Records of labeled points:
....
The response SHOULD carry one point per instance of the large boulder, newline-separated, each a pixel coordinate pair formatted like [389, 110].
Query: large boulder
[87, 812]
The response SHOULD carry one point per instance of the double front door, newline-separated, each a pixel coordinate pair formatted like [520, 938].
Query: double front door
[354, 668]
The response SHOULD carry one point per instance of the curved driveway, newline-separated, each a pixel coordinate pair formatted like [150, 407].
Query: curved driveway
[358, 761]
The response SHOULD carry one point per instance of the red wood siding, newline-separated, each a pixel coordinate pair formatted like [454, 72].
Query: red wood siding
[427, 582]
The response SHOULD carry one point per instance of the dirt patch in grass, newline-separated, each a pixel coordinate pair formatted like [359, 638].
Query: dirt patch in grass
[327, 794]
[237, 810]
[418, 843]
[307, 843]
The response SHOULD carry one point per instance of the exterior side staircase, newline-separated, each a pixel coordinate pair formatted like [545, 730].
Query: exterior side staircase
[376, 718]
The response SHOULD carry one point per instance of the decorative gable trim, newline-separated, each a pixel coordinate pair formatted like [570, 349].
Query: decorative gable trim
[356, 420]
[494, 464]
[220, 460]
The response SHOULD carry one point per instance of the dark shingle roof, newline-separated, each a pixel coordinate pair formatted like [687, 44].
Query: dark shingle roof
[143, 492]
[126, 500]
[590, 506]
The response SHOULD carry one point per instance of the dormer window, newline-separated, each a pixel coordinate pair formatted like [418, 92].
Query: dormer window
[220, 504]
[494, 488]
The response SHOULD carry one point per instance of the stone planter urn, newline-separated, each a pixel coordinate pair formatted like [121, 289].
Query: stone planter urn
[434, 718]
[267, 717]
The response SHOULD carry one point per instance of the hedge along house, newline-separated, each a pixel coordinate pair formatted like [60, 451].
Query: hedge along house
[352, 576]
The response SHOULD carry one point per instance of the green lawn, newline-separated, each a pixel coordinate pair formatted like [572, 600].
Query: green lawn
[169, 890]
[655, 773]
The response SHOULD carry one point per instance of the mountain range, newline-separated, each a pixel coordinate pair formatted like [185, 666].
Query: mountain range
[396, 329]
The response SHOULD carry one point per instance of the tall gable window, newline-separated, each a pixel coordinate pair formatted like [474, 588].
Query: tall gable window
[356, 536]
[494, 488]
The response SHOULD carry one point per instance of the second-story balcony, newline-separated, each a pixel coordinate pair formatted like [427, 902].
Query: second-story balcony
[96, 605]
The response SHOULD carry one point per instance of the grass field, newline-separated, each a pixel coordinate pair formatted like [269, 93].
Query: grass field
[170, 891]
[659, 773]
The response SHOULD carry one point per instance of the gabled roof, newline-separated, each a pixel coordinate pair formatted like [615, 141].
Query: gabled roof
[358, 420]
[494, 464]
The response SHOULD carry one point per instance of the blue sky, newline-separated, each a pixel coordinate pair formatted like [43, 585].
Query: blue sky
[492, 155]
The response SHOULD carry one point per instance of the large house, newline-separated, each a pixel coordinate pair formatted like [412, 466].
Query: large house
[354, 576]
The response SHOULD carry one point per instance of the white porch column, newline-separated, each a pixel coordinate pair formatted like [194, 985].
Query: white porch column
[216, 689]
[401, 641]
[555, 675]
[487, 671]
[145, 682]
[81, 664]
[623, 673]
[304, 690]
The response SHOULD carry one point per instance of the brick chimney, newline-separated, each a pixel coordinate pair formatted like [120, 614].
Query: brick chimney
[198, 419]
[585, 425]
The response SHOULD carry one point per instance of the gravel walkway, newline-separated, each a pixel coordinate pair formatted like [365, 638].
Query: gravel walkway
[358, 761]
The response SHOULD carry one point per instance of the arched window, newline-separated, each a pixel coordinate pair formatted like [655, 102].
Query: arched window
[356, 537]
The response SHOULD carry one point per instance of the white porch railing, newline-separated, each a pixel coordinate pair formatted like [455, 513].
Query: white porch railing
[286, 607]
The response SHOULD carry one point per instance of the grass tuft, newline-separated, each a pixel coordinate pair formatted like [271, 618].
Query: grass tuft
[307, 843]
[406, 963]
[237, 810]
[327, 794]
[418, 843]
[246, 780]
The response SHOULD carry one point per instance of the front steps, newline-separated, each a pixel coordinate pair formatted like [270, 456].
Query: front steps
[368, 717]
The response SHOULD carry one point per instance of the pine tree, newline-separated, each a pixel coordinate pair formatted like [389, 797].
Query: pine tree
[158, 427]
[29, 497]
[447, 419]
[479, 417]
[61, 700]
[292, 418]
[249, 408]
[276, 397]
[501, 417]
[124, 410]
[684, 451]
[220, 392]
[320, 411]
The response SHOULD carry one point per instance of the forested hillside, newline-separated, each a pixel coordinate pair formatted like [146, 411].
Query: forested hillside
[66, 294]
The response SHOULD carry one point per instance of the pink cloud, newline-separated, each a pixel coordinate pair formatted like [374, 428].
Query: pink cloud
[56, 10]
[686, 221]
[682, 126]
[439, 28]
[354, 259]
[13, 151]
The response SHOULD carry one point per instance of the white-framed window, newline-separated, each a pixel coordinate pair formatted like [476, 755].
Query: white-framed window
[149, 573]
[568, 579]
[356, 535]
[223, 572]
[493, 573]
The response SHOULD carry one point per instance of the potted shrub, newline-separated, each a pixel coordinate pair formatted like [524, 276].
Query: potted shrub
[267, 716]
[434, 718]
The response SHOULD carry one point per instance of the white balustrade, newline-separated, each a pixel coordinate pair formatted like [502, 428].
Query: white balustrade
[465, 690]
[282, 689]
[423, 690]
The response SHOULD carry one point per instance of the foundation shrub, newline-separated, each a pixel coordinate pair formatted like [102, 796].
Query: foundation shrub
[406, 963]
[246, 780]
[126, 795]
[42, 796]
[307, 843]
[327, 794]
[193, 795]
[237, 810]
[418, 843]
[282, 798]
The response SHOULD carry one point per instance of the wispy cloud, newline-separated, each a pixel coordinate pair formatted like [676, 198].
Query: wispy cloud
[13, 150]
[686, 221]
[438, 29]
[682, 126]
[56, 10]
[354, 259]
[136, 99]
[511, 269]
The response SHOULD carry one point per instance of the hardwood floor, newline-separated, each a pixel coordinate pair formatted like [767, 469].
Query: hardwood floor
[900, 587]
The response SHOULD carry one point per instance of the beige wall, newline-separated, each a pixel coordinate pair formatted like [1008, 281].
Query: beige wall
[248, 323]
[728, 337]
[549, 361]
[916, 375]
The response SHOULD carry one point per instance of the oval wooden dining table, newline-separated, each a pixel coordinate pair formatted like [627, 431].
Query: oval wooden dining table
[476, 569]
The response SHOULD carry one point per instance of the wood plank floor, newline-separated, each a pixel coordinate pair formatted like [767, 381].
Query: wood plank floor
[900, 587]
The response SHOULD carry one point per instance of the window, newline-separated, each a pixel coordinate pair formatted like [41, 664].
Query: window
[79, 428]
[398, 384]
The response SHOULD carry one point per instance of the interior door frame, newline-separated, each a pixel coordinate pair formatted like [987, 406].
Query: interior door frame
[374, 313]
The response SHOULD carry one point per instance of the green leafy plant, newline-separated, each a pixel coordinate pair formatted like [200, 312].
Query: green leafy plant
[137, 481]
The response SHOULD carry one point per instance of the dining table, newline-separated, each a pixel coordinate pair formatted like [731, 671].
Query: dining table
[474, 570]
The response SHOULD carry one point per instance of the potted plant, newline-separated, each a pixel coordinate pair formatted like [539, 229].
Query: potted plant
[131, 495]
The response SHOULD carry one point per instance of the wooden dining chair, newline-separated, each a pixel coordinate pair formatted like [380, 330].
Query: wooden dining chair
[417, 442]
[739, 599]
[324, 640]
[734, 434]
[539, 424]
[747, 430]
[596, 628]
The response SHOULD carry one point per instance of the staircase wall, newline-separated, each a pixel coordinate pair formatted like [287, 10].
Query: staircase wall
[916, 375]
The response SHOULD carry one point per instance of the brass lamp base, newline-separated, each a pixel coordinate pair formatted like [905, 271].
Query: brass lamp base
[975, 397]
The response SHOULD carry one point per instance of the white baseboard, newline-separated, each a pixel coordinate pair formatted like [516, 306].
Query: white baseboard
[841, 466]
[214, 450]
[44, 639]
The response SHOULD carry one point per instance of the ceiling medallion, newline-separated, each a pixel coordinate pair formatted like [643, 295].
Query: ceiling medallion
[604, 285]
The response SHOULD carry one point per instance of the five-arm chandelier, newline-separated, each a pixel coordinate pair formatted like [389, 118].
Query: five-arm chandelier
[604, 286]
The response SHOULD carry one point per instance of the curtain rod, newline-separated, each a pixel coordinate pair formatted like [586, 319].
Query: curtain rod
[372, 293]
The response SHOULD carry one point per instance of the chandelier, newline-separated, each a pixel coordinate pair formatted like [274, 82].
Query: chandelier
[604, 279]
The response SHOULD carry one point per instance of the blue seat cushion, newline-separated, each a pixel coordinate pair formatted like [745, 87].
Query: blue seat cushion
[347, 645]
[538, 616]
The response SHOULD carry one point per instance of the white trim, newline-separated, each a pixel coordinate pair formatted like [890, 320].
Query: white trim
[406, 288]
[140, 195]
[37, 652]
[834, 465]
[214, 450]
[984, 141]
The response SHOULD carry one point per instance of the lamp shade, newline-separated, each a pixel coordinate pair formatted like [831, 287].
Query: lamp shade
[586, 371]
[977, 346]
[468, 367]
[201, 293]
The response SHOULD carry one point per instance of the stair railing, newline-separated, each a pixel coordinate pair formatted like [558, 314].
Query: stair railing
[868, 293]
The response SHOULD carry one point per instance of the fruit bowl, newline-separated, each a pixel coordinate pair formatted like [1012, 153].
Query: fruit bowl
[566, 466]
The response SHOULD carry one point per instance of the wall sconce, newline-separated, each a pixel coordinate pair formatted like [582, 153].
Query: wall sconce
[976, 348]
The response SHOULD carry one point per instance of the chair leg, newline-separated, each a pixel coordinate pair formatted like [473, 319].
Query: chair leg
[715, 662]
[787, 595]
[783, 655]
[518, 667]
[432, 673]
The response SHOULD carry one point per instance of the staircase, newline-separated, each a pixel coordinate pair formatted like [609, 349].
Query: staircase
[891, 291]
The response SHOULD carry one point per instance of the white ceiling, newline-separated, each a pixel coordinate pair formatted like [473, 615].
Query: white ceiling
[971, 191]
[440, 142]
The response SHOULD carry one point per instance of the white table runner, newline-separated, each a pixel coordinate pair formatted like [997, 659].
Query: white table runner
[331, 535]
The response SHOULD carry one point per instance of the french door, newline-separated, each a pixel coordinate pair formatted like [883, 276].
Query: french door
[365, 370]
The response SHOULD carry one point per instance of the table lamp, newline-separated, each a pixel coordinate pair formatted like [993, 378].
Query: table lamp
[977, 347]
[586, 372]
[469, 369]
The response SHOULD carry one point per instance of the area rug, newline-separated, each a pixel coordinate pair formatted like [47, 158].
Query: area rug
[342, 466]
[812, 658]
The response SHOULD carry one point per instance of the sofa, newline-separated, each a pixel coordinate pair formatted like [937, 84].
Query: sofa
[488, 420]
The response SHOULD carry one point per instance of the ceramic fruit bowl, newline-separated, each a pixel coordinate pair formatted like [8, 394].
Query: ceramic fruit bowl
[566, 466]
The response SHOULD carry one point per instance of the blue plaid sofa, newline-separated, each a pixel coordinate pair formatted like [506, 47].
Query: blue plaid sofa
....
Written task:
Repeat the line containing "The response SHOULD carry one point per instance of the french" and all subsequent lines through the final line of the data, exactly and with no others.

Result of this exercise:
The response SHOULD carry one point per instance of the french door, newline-separated, each a pixel coordinate pair formatted like [883, 276].
Query: french door
[365, 370]
The response SHOULD carry one point per instance of the table lamp, newline-separated, each a pixel coordinate pair formatted like [993, 378].
Query: table lamp
[977, 347]
[586, 372]
[469, 369]
The response SHOULD carry one point per instance of the area rug, newline-separated, each a pixel coordinate pair formatted like [47, 158].
Query: area rug
[342, 466]
[812, 658]
The response SHOULD carry one point per instance of the sofa, newline-separated, each a pixel coordinate pair formatted like [937, 84].
Query: sofa
[488, 420]
The response SHOULD carry one point per instance of the ceramic fruit bowl, newline-separated, each a pixel coordinate pair formatted like [8, 394].
Query: ceramic fruit bowl
[566, 466]
The response SHOULD carry one point per instance of the blue plaid sofa, newline-separated, each a pixel coordinate pair formatted like [506, 47].
Query: blue plaid sofa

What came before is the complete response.